Dataset entries:
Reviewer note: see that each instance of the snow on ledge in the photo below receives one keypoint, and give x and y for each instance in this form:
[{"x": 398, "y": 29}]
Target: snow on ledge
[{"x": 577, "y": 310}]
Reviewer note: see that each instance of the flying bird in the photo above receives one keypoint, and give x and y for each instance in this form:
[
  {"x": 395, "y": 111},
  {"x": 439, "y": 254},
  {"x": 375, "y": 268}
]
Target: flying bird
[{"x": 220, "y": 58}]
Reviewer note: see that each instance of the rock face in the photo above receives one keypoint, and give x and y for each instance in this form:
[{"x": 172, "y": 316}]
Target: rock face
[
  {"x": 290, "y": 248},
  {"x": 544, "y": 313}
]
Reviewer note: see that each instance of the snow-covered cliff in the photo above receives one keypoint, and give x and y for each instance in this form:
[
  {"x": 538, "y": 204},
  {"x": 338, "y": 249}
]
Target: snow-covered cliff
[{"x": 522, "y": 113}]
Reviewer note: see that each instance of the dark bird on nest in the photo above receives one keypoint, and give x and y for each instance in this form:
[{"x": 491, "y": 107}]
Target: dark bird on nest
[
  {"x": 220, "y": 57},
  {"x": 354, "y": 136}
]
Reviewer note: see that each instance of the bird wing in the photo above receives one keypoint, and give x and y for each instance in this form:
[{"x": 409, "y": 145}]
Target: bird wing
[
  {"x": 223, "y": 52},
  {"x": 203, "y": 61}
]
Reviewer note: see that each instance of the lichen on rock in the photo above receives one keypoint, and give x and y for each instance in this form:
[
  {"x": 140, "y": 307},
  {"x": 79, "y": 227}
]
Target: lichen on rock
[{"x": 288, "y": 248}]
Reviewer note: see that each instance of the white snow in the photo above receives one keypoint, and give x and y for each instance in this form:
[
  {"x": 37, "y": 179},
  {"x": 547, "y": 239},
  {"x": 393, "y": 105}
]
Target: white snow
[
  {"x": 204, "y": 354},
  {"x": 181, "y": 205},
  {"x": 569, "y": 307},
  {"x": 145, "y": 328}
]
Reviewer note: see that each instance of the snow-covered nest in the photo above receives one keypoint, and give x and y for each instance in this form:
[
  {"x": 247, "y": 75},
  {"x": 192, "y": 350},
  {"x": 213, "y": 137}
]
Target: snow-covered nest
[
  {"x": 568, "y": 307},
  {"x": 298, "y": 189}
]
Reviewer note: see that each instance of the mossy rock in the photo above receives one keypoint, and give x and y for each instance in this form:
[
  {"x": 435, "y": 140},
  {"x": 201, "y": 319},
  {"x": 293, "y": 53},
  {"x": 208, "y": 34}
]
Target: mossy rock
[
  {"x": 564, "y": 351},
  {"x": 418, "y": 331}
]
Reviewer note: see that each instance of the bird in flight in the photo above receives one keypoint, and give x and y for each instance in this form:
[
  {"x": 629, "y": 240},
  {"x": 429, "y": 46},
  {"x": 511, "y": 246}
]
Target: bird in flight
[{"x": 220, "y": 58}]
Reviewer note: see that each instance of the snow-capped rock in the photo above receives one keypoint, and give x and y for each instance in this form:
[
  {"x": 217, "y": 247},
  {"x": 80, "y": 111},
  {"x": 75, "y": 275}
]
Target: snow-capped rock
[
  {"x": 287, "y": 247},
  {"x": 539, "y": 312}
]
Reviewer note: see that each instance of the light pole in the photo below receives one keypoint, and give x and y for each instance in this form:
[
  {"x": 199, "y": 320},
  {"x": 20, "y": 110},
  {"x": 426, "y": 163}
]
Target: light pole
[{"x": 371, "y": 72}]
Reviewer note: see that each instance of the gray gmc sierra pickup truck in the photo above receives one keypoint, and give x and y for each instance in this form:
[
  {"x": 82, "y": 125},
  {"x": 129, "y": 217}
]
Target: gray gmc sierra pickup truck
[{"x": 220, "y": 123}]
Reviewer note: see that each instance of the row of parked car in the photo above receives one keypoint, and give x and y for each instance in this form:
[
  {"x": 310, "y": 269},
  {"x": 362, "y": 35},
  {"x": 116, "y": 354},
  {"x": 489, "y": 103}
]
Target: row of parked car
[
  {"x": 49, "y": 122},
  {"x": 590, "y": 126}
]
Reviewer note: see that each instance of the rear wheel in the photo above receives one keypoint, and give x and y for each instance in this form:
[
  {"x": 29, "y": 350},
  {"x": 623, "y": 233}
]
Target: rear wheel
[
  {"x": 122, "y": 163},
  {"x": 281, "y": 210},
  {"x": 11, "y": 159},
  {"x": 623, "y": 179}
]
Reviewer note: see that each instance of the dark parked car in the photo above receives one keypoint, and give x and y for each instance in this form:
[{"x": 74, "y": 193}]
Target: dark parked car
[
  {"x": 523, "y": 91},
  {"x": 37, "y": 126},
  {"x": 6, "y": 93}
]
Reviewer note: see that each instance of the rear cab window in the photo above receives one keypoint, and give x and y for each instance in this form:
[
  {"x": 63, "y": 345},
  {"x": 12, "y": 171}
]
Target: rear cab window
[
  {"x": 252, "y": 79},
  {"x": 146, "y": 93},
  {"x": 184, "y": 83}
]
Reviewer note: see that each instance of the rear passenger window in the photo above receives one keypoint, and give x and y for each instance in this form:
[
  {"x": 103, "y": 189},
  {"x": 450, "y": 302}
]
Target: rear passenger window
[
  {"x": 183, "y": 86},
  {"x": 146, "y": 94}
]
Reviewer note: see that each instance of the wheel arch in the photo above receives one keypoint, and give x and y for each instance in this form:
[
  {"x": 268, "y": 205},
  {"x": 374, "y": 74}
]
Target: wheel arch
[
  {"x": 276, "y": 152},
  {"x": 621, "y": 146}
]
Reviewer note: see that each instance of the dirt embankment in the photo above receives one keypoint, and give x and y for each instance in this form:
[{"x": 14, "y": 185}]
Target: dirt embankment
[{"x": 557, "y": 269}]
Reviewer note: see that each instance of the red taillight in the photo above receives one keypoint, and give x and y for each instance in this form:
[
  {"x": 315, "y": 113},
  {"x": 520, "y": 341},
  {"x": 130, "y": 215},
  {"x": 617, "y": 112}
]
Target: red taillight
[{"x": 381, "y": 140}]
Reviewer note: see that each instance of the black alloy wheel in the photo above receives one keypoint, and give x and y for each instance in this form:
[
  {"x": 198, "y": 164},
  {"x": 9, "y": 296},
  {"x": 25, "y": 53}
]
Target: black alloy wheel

» Assigned task
Transcribe the records exactly as they appear.

» Solution to the problem
Reviewer note: see that each instance of the snow on ledge in the photo below receives one keypoint, and give x and y for each instance in this form:
[{"x": 398, "y": 29}]
Target: snow on ledge
[{"x": 577, "y": 310}]
Reviewer note: see that each instance of the flying bird in the photo above receives one keypoint, and give x and y for each instance in this form:
[
  {"x": 395, "y": 111},
  {"x": 439, "y": 254},
  {"x": 375, "y": 268}
]
Target: flying bird
[{"x": 220, "y": 58}]
Reviewer note: see that each instance of the rock face in the photo above receives one keypoint, and give x and y for each instance in this form:
[{"x": 172, "y": 316}]
Target: rock face
[
  {"x": 290, "y": 248},
  {"x": 544, "y": 313}
]
Reviewer note: see that each instance of the snow-covered cliff in the photo above receives one keypoint, and give x and y for each instance in this form:
[
  {"x": 538, "y": 204},
  {"x": 338, "y": 249}
]
Target: snow-covered cliff
[{"x": 522, "y": 113}]
Reviewer note: see that each instance of the dark bird on nest in the photo above receives one keypoint, and give x and y for each instance in this form:
[{"x": 491, "y": 107}]
Target: dark bird on nest
[
  {"x": 220, "y": 57},
  {"x": 354, "y": 136}
]
Reviewer note: see that each instance of the bird wing in the photo above receives one keypoint, and give x and y for each instance in this form:
[{"x": 409, "y": 145}]
Target: bird wing
[
  {"x": 223, "y": 52},
  {"x": 203, "y": 61}
]
Reviewer note: see that each instance of the lichen on rock in the photo above receives one keypoint, and give x and y for each instance in this form:
[
  {"x": 140, "y": 307},
  {"x": 79, "y": 227}
]
Target: lichen on rock
[{"x": 288, "y": 248}]
Reviewer note: see that each instance of the white snow in the photo above receives one keypoint, and give x and y for each instance in this form:
[
  {"x": 37, "y": 179},
  {"x": 547, "y": 239},
  {"x": 393, "y": 105}
]
Target: white snow
[
  {"x": 204, "y": 354},
  {"x": 181, "y": 205},
  {"x": 569, "y": 307},
  {"x": 145, "y": 328}
]
Reviewer note: see that each instance of the snow-covered nest in the photo above receives one keypoint, and give x and y for each instance in this form:
[
  {"x": 247, "y": 75},
  {"x": 192, "y": 350},
  {"x": 213, "y": 137}
]
Target: snow-covered nest
[
  {"x": 568, "y": 307},
  {"x": 298, "y": 189}
]
Reviewer note: see that each instance of the mossy rock in the photo above receives one keypoint, and give x and y for each instance in this form:
[
  {"x": 435, "y": 140},
  {"x": 201, "y": 319},
  {"x": 293, "y": 53},
  {"x": 208, "y": 34}
]
Target: mossy rock
[
  {"x": 564, "y": 351},
  {"x": 418, "y": 331}
]
Reviewer note: see that each instance of the bird in flight in the photo above receives one keypoint, and give x and y for each instance in this form:
[
  {"x": 629, "y": 240},
  {"x": 429, "y": 46},
  {"x": 511, "y": 246}
]
Target: bird in flight
[{"x": 220, "y": 58}]
Reviewer note: see that each instance of the snow-capped rock in the photo above receives one keypoint, and give x and y for each instance in this form:
[
  {"x": 217, "y": 247},
  {"x": 80, "y": 111},
  {"x": 75, "y": 275}
]
Target: snow-capped rock
[
  {"x": 287, "y": 247},
  {"x": 539, "y": 312}
]
Reviewer note: see that each instance of the light pole in the photo below receives one keypoint, and give x and y for each instance in this form:
[
  {"x": 199, "y": 320},
  {"x": 20, "y": 110},
  {"x": 426, "y": 163}
]
Target: light pole
[{"x": 371, "y": 72}]
Reviewer note: see that each instance of the gray gmc sierra pickup truck in the photo above receives one keypoint, and give x and y for each instance in this form:
[
  {"x": 82, "y": 125},
  {"x": 129, "y": 217}
]
Target: gray gmc sierra pickup truck
[{"x": 220, "y": 123}]
Reviewer note: see that each instance of the row of parked car in the photo above receives one keypoint, and give x and y for each instance in this form:
[
  {"x": 310, "y": 269},
  {"x": 362, "y": 35},
  {"x": 116, "y": 354},
  {"x": 489, "y": 103}
]
Target: row of parked car
[
  {"x": 49, "y": 122},
  {"x": 590, "y": 126}
]
Reviewer note: see that each instance of the rear wheel in the photo above receives one keypoint, and give x and y for each instance in this form:
[
  {"x": 29, "y": 350},
  {"x": 623, "y": 233}
]
Target: rear wheel
[
  {"x": 122, "y": 163},
  {"x": 281, "y": 210},
  {"x": 11, "y": 159},
  {"x": 623, "y": 179}
]
Reviewer note: see that each instance of the dark parked car in the photo above receives one keypoint, and give x and y for each instance in this form:
[{"x": 74, "y": 193}]
Target: dark parked car
[
  {"x": 523, "y": 91},
  {"x": 37, "y": 126},
  {"x": 6, "y": 93}
]
Reviewer note: see that each instance of the rear cab window in the photo above receives one keypoint, and give x and y for each instance in this form:
[
  {"x": 63, "y": 345},
  {"x": 12, "y": 171}
]
Target: rear cab window
[
  {"x": 252, "y": 79},
  {"x": 146, "y": 93},
  {"x": 184, "y": 83}
]
Reviewer note: see that each instance of the rear passenger window in the photo above receives one keypoint, and give x and y for each instance in this form:
[
  {"x": 103, "y": 189},
  {"x": 450, "y": 302}
]
Target: rear passenger window
[
  {"x": 183, "y": 86},
  {"x": 146, "y": 94}
]
Reviewer note: see that each instance of the wheel arch in the photo above receives one keypoint, and give x and y for each instance in this form:
[
  {"x": 268, "y": 205},
  {"x": 374, "y": 74}
]
Target: wheel arch
[
  {"x": 276, "y": 152},
  {"x": 621, "y": 146}
]
Reviewer note: see that each instance of the dirt embankment in the photo above receives one keypoint, and give x and y for each instance in this form:
[{"x": 14, "y": 185}]
Target: dirt embankment
[{"x": 557, "y": 269}]
Reviewer note: see that each instance of the red taillight in the photo above receives one keypoint, and give x and y for each instance in this form:
[
  {"x": 315, "y": 113},
  {"x": 520, "y": 341},
  {"x": 130, "y": 215},
  {"x": 617, "y": 112}
]
Target: red taillight
[{"x": 381, "y": 140}]
Reviewer note: see that each instance of the black alloy wheel in the photo above receives one keypoint, and give x and y for each instance in this form:
[
  {"x": 198, "y": 164},
  {"x": 9, "y": 296},
  {"x": 25, "y": 53}
]
Target: black alloy wheel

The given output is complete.